◆ Material provided:
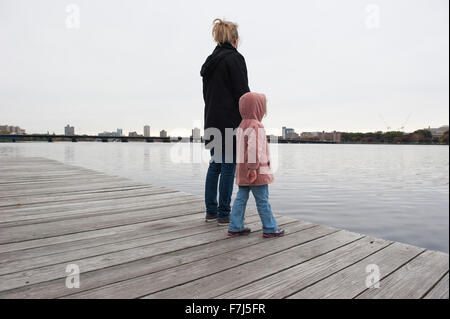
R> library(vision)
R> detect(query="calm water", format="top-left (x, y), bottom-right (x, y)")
top-left (0, 142), bottom-right (448, 252)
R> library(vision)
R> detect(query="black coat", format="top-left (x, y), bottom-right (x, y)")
top-left (201, 42), bottom-right (250, 146)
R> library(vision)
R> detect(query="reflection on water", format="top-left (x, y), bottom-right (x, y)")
top-left (0, 142), bottom-right (448, 253)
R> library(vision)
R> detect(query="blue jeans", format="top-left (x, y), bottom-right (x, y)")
top-left (205, 149), bottom-right (236, 220)
top-left (229, 185), bottom-right (278, 233)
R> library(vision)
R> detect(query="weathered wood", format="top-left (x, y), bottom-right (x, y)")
top-left (219, 236), bottom-right (393, 299)
top-left (0, 190), bottom-right (184, 226)
top-left (423, 273), bottom-right (449, 299)
top-left (0, 210), bottom-right (262, 263)
top-left (0, 156), bottom-right (447, 299)
top-left (64, 224), bottom-right (338, 299)
top-left (0, 185), bottom-right (163, 206)
top-left (0, 199), bottom-right (205, 244)
top-left (141, 230), bottom-right (360, 299)
top-left (0, 219), bottom-right (305, 298)
top-left (285, 241), bottom-right (424, 299)
top-left (356, 250), bottom-right (449, 299)
top-left (0, 216), bottom-right (298, 292)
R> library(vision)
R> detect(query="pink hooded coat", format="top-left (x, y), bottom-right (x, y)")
top-left (235, 92), bottom-right (274, 186)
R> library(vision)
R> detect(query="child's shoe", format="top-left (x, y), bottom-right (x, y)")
top-left (227, 227), bottom-right (251, 237)
top-left (263, 229), bottom-right (285, 238)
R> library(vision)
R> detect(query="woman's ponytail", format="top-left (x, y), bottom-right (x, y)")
top-left (212, 18), bottom-right (239, 45)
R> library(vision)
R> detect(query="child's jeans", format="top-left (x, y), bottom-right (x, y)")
top-left (229, 184), bottom-right (278, 234)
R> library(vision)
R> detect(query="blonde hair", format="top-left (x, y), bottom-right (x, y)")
top-left (212, 18), bottom-right (239, 45)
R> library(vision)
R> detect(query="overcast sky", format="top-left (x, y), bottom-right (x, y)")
top-left (0, 0), bottom-right (448, 136)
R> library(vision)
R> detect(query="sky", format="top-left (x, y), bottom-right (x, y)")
top-left (0, 0), bottom-right (448, 136)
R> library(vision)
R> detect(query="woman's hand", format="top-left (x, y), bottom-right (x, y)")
top-left (247, 169), bottom-right (257, 184)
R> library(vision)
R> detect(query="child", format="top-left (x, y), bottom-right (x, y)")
top-left (227, 92), bottom-right (285, 238)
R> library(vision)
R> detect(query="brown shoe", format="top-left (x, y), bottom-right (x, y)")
top-left (205, 215), bottom-right (218, 223)
top-left (217, 217), bottom-right (230, 226)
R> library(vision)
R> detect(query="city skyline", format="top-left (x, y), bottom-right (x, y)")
top-left (3, 122), bottom-right (447, 139)
top-left (1, 1), bottom-right (448, 137)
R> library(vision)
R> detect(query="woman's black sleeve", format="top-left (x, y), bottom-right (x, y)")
top-left (226, 53), bottom-right (250, 101)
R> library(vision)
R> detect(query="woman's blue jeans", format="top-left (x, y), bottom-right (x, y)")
top-left (205, 149), bottom-right (236, 221)
top-left (229, 185), bottom-right (278, 233)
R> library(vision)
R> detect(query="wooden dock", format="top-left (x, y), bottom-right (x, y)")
top-left (0, 156), bottom-right (448, 299)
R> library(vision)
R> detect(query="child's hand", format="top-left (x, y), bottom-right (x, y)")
top-left (247, 169), bottom-right (257, 184)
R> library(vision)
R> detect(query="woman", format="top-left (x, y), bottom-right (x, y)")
top-left (201, 18), bottom-right (250, 225)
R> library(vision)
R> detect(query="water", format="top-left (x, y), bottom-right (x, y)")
top-left (0, 142), bottom-right (448, 253)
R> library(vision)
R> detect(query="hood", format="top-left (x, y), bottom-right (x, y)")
top-left (200, 42), bottom-right (236, 78)
top-left (239, 92), bottom-right (267, 122)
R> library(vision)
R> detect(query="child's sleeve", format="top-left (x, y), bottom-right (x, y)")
top-left (247, 127), bottom-right (260, 170)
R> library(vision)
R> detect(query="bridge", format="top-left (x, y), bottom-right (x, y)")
top-left (0, 134), bottom-right (175, 143)
top-left (0, 134), bottom-right (337, 144)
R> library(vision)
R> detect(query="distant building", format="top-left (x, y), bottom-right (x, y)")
top-left (427, 125), bottom-right (449, 138)
top-left (128, 131), bottom-right (140, 137)
top-left (0, 124), bottom-right (25, 134)
top-left (300, 132), bottom-right (319, 139)
top-left (64, 125), bottom-right (75, 136)
top-left (192, 127), bottom-right (201, 141)
top-left (317, 131), bottom-right (342, 143)
top-left (144, 125), bottom-right (151, 137)
top-left (99, 131), bottom-right (121, 137)
top-left (116, 128), bottom-right (123, 136)
top-left (283, 127), bottom-right (298, 139)
top-left (160, 130), bottom-right (168, 138)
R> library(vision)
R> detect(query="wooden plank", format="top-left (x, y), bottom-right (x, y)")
top-left (0, 210), bottom-right (261, 264)
top-left (0, 219), bottom-right (305, 298)
top-left (0, 199), bottom-right (205, 244)
top-left (0, 193), bottom-right (198, 227)
top-left (0, 186), bottom-right (175, 210)
top-left (423, 273), bottom-right (449, 299)
top-left (0, 190), bottom-right (195, 218)
top-left (0, 216), bottom-right (298, 293)
top-left (0, 183), bottom-right (152, 198)
top-left (0, 188), bottom-right (179, 220)
top-left (63, 224), bottom-right (338, 299)
top-left (0, 202), bottom-right (204, 254)
top-left (284, 242), bottom-right (424, 299)
top-left (0, 187), bottom-right (181, 214)
top-left (0, 211), bottom-right (266, 271)
top-left (0, 176), bottom-right (132, 189)
top-left (356, 250), bottom-right (449, 299)
top-left (218, 237), bottom-right (392, 299)
top-left (139, 230), bottom-right (362, 299)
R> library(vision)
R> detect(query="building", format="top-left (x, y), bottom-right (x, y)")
top-left (282, 127), bottom-right (299, 139)
top-left (128, 131), bottom-right (140, 137)
top-left (192, 127), bottom-right (201, 141)
top-left (0, 124), bottom-right (26, 134)
top-left (427, 125), bottom-right (449, 138)
top-left (160, 130), bottom-right (168, 138)
top-left (64, 125), bottom-right (75, 136)
top-left (317, 131), bottom-right (342, 143)
top-left (99, 131), bottom-right (119, 137)
top-left (144, 125), bottom-right (151, 137)
top-left (300, 132), bottom-right (319, 139)
top-left (116, 128), bottom-right (123, 136)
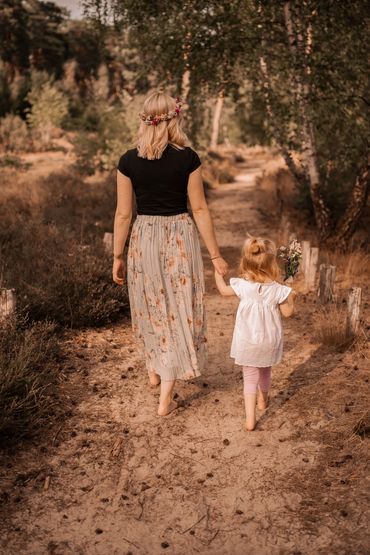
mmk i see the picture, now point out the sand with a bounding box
[1,155,369,555]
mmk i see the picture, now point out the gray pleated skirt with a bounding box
[127,213,207,381]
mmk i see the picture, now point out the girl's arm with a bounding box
[214,271,236,297]
[112,171,133,285]
[188,167,228,276]
[279,291,297,317]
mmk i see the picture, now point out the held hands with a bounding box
[112,257,125,286]
[212,256,228,276]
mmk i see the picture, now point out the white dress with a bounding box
[229,278,291,367]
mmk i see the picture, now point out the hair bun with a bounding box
[250,240,260,255]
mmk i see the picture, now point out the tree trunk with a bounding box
[328,154,370,249]
[210,90,224,149]
[259,56,306,188]
[283,1,332,240]
[181,31,191,101]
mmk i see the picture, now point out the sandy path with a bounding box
[1,157,369,555]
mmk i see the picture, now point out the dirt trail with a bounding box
[1,155,369,555]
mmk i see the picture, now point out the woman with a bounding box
[112,90,228,416]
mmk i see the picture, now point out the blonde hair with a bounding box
[136,90,188,160]
[238,234,281,282]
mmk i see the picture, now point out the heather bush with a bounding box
[0,316,60,439]
[0,172,128,327]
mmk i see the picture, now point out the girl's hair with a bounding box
[136,90,188,160]
[238,235,281,282]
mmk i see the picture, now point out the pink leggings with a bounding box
[243,366,272,395]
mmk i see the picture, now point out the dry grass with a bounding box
[314,304,350,348]
[0,316,61,439]
[0,170,128,327]
[322,249,370,289]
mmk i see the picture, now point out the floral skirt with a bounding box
[127,213,207,381]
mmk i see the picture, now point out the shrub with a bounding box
[73,93,132,174]
[314,304,353,349]
[0,172,128,327]
[0,114,30,152]
[0,317,60,440]
[26,73,69,149]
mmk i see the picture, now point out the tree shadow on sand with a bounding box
[256,345,342,429]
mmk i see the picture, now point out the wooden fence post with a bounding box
[301,240,311,276]
[346,287,362,336]
[318,264,336,303]
[0,288,16,320]
[103,232,113,254]
[305,247,319,291]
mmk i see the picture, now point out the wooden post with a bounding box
[280,214,291,245]
[318,264,336,303]
[103,232,113,254]
[0,288,16,320]
[346,287,362,336]
[305,247,319,291]
[301,240,311,276]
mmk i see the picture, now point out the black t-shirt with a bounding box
[117,145,201,216]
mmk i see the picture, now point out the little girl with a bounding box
[214,235,296,431]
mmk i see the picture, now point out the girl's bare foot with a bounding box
[184,370,196,380]
[148,372,160,387]
[244,393,257,432]
[257,390,269,411]
[157,400,178,416]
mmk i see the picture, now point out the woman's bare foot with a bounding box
[148,372,160,387]
[257,390,269,411]
[157,400,178,416]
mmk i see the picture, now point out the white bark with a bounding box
[210,90,224,149]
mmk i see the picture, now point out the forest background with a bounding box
[0,0,369,437]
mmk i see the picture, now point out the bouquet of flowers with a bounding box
[278,239,302,281]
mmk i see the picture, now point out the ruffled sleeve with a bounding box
[275,283,292,304]
[230,278,243,298]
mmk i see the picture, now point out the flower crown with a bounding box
[139,97,183,126]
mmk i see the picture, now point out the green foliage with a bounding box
[0,316,61,440]
[26,72,69,147]
[0,172,128,327]
[74,91,132,173]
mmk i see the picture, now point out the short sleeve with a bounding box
[230,278,243,298]
[117,151,130,177]
[188,148,201,174]
[276,283,292,304]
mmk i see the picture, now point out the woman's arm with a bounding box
[279,291,297,317]
[112,170,133,285]
[188,167,228,276]
[214,271,236,296]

◆ What is needed: Repeat exactly the lines of the material from the one with "mmk i see the picture, now point out the ruffled" through the end, both the first and the last included.

◆ Exercise solution:
mmk i see the picture, now point out the ruffled sleeve with a bounding box
[275,283,292,304]
[230,278,243,298]
mmk i see the picture, now point out the flower crown with a bounding box
[139,97,183,126]
mmk i see the picture, now point out the green foliage with a bounding box
[0,316,61,440]
[26,72,69,147]
[0,172,128,327]
[74,91,132,173]
mmk i see the picture, now point out the short sleeve with a bounding box
[230,278,243,298]
[117,151,130,177]
[188,148,201,174]
[276,283,292,304]
mmk i see the picture, now point out the woman's arm with a bounding box
[279,291,297,317]
[112,170,133,285]
[188,167,228,276]
[214,271,236,296]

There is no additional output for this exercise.